━━━━━ DATA PROVIDED ━━━━━

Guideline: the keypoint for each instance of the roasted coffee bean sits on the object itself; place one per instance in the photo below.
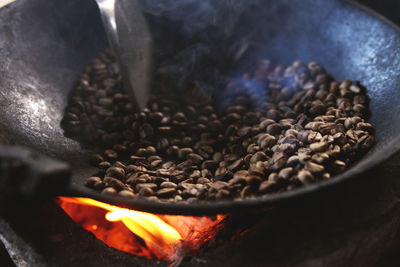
(274, 128)
(109, 191)
(116, 172)
(211, 165)
(314, 167)
(285, 173)
(319, 146)
(268, 187)
(298, 127)
(305, 177)
(197, 159)
(115, 183)
(96, 159)
(126, 193)
(91, 181)
(166, 192)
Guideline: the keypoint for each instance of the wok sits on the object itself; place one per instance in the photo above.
(44, 45)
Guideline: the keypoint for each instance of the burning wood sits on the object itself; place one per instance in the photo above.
(163, 237)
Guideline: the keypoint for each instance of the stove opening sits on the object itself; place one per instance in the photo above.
(161, 237)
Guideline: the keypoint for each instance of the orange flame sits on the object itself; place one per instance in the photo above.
(165, 237)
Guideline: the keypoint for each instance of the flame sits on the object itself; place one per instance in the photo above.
(164, 237)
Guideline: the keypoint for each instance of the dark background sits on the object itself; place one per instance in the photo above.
(389, 9)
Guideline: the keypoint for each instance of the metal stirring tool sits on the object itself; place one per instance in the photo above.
(131, 42)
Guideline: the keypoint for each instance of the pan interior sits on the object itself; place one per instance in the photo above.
(44, 45)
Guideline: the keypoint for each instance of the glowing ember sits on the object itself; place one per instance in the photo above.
(165, 237)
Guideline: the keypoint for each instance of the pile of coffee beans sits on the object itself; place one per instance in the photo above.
(272, 130)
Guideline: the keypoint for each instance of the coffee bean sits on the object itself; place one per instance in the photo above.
(268, 187)
(116, 172)
(274, 128)
(305, 177)
(96, 159)
(197, 159)
(115, 183)
(319, 147)
(285, 173)
(109, 191)
(314, 167)
(126, 193)
(298, 127)
(166, 192)
(91, 181)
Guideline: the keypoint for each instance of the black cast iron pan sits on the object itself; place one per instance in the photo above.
(44, 45)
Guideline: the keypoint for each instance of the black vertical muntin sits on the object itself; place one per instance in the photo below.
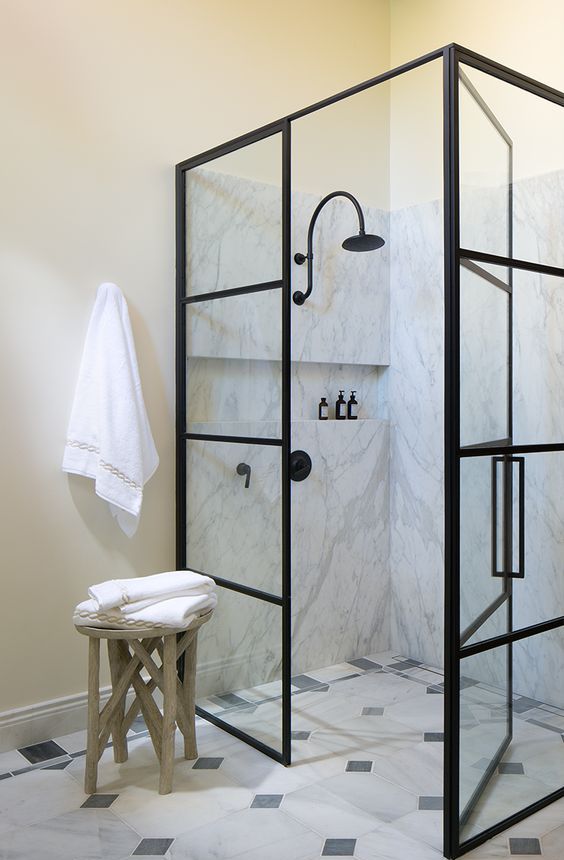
(451, 442)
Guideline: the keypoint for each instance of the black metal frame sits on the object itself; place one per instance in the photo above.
(456, 646)
(454, 256)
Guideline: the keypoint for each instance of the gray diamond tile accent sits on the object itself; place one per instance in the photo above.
(207, 763)
(430, 802)
(359, 766)
(524, 846)
(267, 801)
(42, 752)
(305, 682)
(153, 847)
(367, 665)
(339, 848)
(524, 704)
(433, 737)
(99, 801)
(511, 767)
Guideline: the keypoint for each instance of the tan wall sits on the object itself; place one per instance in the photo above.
(99, 100)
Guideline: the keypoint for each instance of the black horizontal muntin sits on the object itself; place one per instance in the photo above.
(485, 108)
(232, 291)
(483, 617)
(508, 638)
(240, 735)
(510, 263)
(480, 838)
(510, 76)
(492, 449)
(242, 589)
(241, 440)
(485, 275)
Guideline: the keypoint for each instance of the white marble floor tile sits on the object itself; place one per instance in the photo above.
(380, 798)
(418, 768)
(387, 843)
(12, 760)
(377, 735)
(424, 826)
(37, 796)
(243, 832)
(84, 833)
(424, 712)
(262, 775)
(327, 814)
(74, 742)
(199, 797)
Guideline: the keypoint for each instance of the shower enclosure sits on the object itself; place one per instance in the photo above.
(451, 481)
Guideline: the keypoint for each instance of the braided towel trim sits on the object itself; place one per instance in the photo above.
(84, 446)
(113, 621)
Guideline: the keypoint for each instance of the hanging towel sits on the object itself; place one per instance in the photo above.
(176, 612)
(109, 438)
(131, 595)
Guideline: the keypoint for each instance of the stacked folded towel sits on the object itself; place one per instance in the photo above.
(172, 599)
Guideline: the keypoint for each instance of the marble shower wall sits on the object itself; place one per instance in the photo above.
(340, 547)
(340, 340)
(416, 411)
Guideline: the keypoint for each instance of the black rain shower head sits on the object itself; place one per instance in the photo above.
(362, 242)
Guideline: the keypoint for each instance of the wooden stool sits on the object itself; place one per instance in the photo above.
(125, 669)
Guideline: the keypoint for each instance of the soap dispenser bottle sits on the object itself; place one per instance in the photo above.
(352, 406)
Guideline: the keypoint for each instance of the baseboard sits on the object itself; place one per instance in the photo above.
(45, 720)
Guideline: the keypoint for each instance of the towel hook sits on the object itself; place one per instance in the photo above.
(245, 469)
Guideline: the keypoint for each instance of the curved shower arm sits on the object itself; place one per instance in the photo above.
(299, 297)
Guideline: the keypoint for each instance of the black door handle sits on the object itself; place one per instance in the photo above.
(300, 465)
(245, 469)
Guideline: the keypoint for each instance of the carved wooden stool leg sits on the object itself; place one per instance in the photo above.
(169, 714)
(189, 697)
(91, 772)
(118, 663)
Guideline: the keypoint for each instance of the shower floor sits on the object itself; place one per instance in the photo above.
(366, 782)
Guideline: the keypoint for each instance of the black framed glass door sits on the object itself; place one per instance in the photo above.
(505, 450)
(233, 427)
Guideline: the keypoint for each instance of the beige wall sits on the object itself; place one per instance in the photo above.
(99, 100)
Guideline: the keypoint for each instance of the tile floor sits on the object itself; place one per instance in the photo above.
(366, 782)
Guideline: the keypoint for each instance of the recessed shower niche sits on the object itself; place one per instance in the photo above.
(448, 482)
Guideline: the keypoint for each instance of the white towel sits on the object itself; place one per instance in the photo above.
(177, 612)
(109, 438)
(130, 595)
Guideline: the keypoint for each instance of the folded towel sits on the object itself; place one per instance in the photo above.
(148, 589)
(177, 612)
(109, 438)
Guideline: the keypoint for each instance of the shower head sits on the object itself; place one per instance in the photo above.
(363, 242)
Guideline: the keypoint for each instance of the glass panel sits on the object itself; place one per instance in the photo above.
(240, 666)
(538, 358)
(484, 175)
(533, 765)
(536, 128)
(540, 595)
(478, 588)
(484, 728)
(234, 219)
(234, 531)
(484, 354)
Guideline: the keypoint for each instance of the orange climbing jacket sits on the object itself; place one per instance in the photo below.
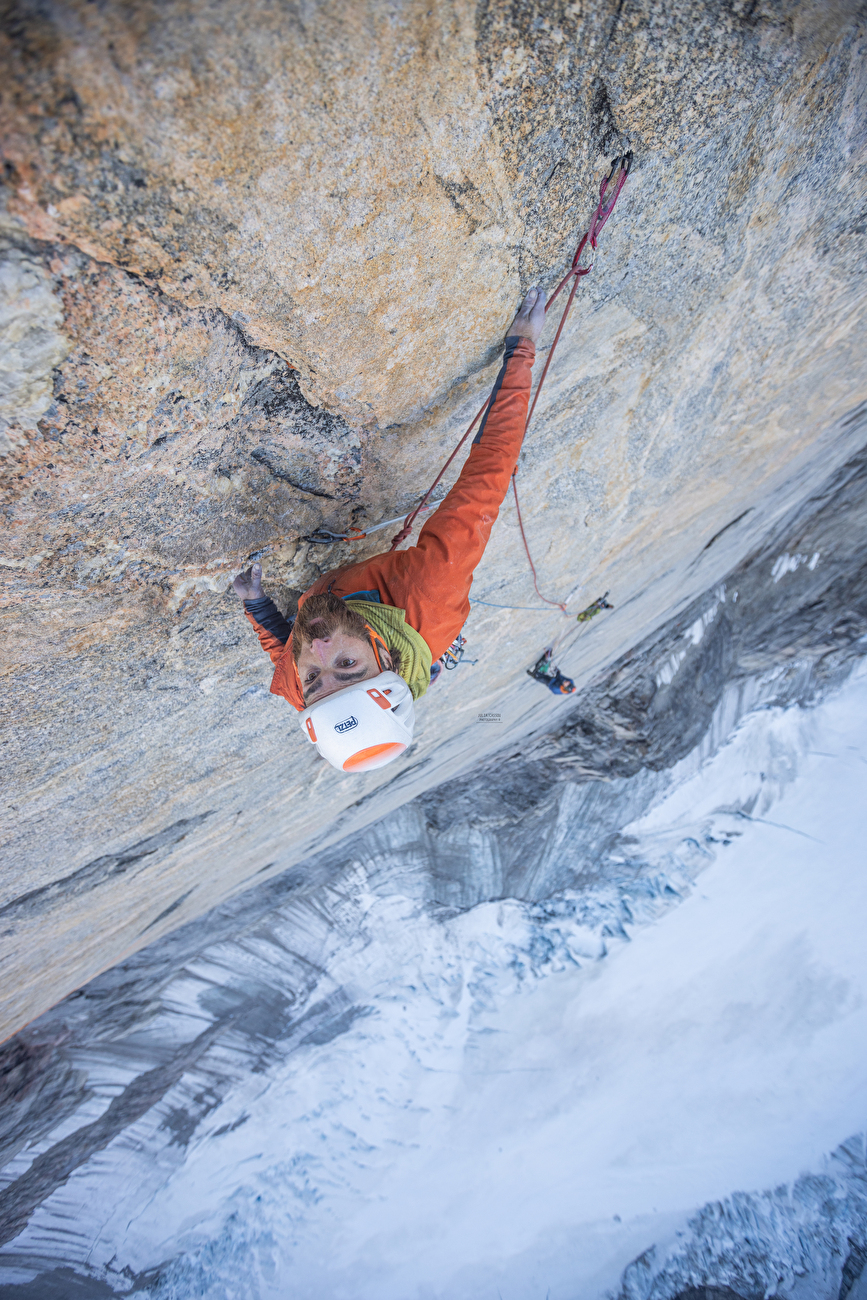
(430, 581)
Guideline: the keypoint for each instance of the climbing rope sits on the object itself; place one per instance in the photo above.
(608, 195)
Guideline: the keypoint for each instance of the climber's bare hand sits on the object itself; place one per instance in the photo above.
(530, 319)
(248, 584)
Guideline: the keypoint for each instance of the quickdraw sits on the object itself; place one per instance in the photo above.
(597, 607)
(608, 194)
(325, 537)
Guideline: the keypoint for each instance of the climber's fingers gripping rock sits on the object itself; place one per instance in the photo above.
(248, 584)
(529, 321)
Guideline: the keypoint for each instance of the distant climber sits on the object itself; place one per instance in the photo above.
(365, 636)
(546, 671)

━━━━━

• EXERCISE PROMPT:
Exactly the lines from the one containing "Guideline: the keypoint for each instance of the recessed" to the final line of the entries are wanted; please write them out, both ends included, but not the pictures.

• ANSWER TO THIS PROBLEM:
Guideline: the keypoint for each instance of the recessed shower niche sits on the object itself; place one per instance in the photo above.
(448, 482)
Guideline: the keypoint for each instance of the white towel sits on the object itself; place one per instance in the photo above.
(177, 612)
(109, 438)
(130, 595)
Guideline: the keypoint for each instance of the folded towel sits on the object itself; place one per instance in the photo above.
(148, 589)
(177, 612)
(109, 438)
Guideline: the keypoint for each instance of the shower head sits on the object itself; place one per instance in the photo above.
(363, 242)
Guideline: the keypoint for each instance of the glass panel sits on the object itself; place one per instance in the photo above.
(240, 666)
(538, 358)
(484, 175)
(533, 765)
(536, 128)
(540, 595)
(478, 588)
(484, 728)
(234, 219)
(234, 531)
(484, 354)
Guideline: the keypoint for each instance of the orange climbing jacket sits on the object itself; place one per instance in the photo below.
(430, 581)
Guideline: the keypoint for each instance of the climbing rope sits on the object itself; place one per instance in the photo above.
(608, 195)
Guideline: the keypoint for each instance of the climber's bare hand sits on the object itself; place one per instance in the photo above.
(530, 319)
(248, 584)
Guideline: the keypoint for each instance of the quickdraw sits on the object itself; place one per instance in the photo above.
(597, 607)
(608, 194)
(325, 537)
Guideline: the keypoint for each instance of the climber's fingers gripping rock sits on the object itself; place one per instance in the photo above.
(248, 584)
(529, 321)
Guideline: the keypoint for each instance of the distant climber sits on the object itself; place one per instance in the photo above.
(365, 636)
(546, 671)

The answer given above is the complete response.